### Data lines
------------------------------------------------
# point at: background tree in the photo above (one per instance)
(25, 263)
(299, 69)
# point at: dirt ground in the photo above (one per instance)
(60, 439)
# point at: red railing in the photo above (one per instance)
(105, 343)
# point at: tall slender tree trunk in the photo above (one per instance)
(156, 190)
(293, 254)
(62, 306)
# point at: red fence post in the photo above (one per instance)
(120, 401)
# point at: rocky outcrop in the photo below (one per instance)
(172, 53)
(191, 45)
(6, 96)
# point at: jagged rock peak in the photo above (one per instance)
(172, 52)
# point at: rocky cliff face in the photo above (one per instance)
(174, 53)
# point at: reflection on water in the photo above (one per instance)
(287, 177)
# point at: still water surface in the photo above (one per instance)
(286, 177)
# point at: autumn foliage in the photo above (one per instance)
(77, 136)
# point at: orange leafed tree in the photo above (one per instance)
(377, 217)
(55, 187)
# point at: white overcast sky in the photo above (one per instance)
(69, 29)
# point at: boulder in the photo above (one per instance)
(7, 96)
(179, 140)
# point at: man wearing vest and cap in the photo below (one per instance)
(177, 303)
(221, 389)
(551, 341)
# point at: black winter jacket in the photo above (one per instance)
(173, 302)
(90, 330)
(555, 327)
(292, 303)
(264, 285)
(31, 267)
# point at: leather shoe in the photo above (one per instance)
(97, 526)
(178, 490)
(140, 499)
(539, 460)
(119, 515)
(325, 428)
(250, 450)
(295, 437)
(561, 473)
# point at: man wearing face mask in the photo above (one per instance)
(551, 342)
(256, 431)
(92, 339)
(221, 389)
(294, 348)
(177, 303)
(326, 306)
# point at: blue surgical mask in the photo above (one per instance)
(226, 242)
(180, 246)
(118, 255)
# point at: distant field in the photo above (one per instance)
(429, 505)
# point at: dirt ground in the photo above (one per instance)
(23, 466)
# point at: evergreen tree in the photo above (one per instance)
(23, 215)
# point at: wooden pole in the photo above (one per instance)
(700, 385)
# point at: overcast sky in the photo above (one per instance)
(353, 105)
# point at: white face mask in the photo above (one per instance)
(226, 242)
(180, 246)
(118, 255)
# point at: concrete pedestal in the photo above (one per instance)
------------------------------------------------
### Stated task
Only the lines from the one that contains "# point at: reflection" to the end of the data should be output, exactly as they appear.

### Written reply
# point at: reflection on water in the photo above (one per instance)
(287, 177)
# point at: still water surface in the photo above (one per instance)
(286, 177)
# point at: autumn foliage in the photo above (one per instance)
(77, 136)
# point at: orange leafed tree in the photo above (one per instance)
(377, 217)
(55, 187)
# point at: white overcast sky in the photo above (one per instance)
(69, 29)
# point at: boulder in the photo above (one per instance)
(7, 96)
(179, 140)
# point at: man wearing vest and cap in the photo below (one per instance)
(177, 303)
(221, 389)
(551, 341)
# point at: black winter jacket in the photo above (one per instance)
(173, 302)
(90, 330)
(555, 327)
(292, 303)
(264, 285)
(31, 267)
# point at: leather shoe in the photo above (one per instance)
(97, 526)
(178, 490)
(140, 499)
(539, 460)
(119, 515)
(325, 428)
(250, 450)
(295, 437)
(561, 473)
# point at: man wearing face mask in the photo above (one per instance)
(551, 342)
(256, 431)
(92, 339)
(221, 389)
(294, 348)
(177, 303)
(326, 306)
# point at: blue surgical mask in the photo above (one per instance)
(226, 242)
(180, 246)
(118, 255)
# point at: distant field in the photo above (one per instance)
(429, 505)
# point at: dirt ground in the photo above (one per instance)
(23, 466)
# point at: evergreen tree in the photo above (one per instance)
(23, 215)
# point at: wooden pole in the photo above (one per instance)
(700, 385)
# point at: overcast sky in the photo above (one per instance)
(353, 105)
# point at: white face mask in the photo above (one per instance)
(226, 242)
(180, 246)
(118, 255)
# point at: concrete pedestal in the photo above (one per instance)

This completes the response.